### Requirement 1
According to the passage on bitcoin, what value did bitcoin peak at in November 2013?

A Brief Background on Bitcoin Generally

Bitcoin often is described as a “digital currency.” On a more technical level, bitcoin is a digital asset within a peer-to-peer computer network payment system created in 2008 by an anonymous cryptographer going by the pseudonym Satoshi Nakamoto. Because the computer network uses open-source, peer-to-peer software, no truly central authority administers and oversees transactions, and no government controls or backs the digital “currency.” Instead, users or “nodes” on the network verify transactions by solving complex computer algorithms. The verified transactions are then recorded on a public ledger (called the blockchain) for all to see. Because transactions employ lengthy key codes rather than traditional personally-identifiable information, users can trade bitcoin quasi-anonymously.

Because bitcoin lacks government or centralized control, conceptually it is accessible to anyone with an internet connection and eliminates many of the transaction costs associated with traditional currency trading. For the same reasons, however, it can be highly volatile. At the inception of the network in 2009 and through 2012, a single bitcoin was worth mere pennies. In 2013, amid a financial crisis and the seizure of bank accounts in Cyprus, holders of Cypriot accounts began buying massive amounts of bitcoin, which drove the price of bitcoin to more than $260 for the first time. By November 2013, the value of bitcoin peaked at $1,242. The price of bitcoin declined thereafter amid hacking scandals, the insolvency proceeding of Mt. Gox (bitcoin’s then largest exchange), and negative perceptions created by the high-profile criminal case involving the elicit online marketplace known as Silk Road. Despite its volatility over the last seven years, however, bitcoin has endured and shows no signs of disappearing.

Bitcoin as a Safe Haven?

Bitcoin’s sharp rise after the Brexit vote appears to evidence a new confidence in bitcoin as a safe haven. Investment professionals, however, have been extremely reluctant to give bitcoin such status. One recent research note observed that calling bitcoin a safe haven “obfuscates the fact that bitcoin is a high-risk and volatile investment” and ignores that “bitcoin’s correlation to other traditional safe-haven assets has fluctuated significantly.” Instead, bitcoin can be viewed as “something entirely different that does not fit into the normal buckets that investments are typically bracketed into.”

Excerpts from a pointing dataset
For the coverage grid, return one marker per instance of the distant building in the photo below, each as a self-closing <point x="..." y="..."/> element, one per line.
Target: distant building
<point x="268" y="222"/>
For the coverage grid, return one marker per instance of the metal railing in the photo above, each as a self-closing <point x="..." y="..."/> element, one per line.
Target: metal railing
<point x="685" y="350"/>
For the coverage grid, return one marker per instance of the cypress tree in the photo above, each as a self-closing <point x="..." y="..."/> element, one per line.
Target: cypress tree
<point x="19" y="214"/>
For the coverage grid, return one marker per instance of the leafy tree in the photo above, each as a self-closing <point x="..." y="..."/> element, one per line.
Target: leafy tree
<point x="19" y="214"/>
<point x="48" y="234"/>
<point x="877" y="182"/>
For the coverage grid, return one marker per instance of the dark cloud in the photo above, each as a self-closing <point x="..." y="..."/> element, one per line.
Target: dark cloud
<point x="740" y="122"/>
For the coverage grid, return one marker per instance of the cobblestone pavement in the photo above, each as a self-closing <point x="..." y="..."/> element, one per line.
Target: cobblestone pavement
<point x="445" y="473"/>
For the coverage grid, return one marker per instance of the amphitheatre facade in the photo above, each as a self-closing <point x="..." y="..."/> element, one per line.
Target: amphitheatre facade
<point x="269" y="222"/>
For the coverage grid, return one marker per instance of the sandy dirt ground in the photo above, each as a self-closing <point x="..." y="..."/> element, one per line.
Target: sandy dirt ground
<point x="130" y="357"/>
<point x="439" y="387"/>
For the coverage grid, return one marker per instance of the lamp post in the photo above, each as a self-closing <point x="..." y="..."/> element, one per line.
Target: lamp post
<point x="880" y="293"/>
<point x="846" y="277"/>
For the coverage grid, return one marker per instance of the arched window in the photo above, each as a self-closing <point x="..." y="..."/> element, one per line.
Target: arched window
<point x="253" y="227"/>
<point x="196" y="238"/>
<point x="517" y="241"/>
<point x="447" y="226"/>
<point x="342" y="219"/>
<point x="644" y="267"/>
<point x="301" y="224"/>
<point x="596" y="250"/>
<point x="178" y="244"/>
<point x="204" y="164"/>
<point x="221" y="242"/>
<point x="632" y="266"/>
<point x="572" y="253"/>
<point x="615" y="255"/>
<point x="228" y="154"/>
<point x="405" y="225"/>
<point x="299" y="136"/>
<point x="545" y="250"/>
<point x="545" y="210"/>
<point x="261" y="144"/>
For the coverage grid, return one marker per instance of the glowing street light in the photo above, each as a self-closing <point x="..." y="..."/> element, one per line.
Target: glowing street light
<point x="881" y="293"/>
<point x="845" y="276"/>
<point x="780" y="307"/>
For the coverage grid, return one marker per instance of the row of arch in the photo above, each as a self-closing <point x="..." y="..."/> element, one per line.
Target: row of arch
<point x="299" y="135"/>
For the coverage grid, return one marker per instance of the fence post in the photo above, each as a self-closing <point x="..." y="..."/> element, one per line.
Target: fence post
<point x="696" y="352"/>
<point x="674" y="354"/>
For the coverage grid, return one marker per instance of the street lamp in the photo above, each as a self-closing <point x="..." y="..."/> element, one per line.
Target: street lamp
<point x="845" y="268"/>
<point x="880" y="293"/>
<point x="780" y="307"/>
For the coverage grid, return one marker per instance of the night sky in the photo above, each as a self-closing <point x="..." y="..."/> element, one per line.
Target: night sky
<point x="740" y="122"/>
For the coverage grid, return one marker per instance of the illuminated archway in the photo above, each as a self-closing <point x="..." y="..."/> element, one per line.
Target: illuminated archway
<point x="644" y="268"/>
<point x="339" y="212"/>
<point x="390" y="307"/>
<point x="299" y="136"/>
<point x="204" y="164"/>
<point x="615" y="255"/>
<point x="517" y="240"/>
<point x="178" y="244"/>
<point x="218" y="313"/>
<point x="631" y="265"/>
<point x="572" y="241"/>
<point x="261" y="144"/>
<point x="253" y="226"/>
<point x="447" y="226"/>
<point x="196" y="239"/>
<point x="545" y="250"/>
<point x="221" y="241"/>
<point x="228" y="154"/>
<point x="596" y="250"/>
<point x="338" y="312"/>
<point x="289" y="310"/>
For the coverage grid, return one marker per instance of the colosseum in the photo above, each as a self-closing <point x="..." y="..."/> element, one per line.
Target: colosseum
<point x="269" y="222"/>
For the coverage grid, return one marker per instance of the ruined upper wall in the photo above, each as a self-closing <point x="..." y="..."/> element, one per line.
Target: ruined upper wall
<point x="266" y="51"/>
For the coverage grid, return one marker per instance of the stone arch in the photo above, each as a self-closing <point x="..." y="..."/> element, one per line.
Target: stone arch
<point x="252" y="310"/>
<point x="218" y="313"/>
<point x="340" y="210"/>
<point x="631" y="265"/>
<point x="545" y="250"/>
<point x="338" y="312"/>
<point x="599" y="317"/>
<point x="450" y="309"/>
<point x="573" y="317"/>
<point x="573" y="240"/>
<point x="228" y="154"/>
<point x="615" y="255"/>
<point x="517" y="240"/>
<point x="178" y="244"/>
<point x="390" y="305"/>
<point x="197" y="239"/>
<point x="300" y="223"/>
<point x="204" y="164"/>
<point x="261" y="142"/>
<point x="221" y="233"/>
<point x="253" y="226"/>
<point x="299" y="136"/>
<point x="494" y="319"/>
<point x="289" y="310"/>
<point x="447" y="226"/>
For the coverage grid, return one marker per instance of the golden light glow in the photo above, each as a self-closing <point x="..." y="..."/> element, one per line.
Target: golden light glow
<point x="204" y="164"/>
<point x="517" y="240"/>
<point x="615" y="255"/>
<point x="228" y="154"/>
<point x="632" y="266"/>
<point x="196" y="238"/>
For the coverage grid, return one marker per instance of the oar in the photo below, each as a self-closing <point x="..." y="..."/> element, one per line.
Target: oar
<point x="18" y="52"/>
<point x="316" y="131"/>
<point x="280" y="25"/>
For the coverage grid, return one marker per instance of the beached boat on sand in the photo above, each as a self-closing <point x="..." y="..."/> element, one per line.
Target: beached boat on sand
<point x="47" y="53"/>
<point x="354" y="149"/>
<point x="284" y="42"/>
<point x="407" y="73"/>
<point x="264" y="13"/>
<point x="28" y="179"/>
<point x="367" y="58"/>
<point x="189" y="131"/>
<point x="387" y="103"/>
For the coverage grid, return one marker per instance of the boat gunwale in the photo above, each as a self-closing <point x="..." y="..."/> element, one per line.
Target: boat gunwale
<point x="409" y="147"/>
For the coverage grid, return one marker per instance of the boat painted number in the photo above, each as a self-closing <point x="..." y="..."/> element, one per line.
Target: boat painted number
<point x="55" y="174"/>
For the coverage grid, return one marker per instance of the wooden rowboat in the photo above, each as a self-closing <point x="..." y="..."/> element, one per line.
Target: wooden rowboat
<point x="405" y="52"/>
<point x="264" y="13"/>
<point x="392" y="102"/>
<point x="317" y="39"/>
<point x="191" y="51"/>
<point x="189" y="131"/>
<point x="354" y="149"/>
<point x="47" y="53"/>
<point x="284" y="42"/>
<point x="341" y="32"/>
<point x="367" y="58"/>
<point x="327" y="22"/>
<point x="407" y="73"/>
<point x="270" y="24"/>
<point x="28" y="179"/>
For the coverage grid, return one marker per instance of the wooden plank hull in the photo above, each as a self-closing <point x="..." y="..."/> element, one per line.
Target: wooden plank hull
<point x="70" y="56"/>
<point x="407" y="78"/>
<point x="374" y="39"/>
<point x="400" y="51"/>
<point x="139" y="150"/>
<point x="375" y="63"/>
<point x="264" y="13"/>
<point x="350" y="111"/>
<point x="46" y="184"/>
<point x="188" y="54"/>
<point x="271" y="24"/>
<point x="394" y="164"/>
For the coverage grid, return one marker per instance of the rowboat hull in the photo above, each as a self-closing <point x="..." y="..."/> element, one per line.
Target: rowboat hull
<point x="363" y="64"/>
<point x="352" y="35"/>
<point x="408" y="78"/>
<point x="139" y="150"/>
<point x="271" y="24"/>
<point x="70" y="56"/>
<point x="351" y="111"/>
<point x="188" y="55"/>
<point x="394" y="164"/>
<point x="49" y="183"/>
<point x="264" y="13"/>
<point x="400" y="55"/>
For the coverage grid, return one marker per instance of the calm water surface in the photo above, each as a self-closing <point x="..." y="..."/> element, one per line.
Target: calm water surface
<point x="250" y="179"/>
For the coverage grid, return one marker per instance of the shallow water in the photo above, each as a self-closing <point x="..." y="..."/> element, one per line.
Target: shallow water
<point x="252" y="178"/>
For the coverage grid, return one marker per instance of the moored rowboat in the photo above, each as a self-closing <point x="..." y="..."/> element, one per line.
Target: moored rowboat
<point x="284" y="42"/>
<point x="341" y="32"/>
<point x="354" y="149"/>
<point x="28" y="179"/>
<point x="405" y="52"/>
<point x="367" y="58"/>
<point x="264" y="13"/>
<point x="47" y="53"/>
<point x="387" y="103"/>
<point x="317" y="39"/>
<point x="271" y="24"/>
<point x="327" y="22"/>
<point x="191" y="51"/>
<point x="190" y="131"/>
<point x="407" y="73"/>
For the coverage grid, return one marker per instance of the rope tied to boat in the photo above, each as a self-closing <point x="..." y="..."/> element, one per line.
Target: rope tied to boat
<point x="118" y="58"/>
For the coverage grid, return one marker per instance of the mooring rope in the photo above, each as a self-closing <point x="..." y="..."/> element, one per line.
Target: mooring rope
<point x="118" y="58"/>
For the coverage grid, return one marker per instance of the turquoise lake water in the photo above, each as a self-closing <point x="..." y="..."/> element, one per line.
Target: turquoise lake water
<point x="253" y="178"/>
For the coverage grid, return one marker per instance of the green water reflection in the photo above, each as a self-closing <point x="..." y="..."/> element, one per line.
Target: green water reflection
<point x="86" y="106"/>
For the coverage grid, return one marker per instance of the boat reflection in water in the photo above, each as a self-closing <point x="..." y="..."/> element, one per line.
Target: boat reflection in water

### Requirement 2
Count the lines of the records that contain the string "glowing", matching case exactly. Give only the number.

### Complete answer 1
$1,242.

### Complete answer 2
2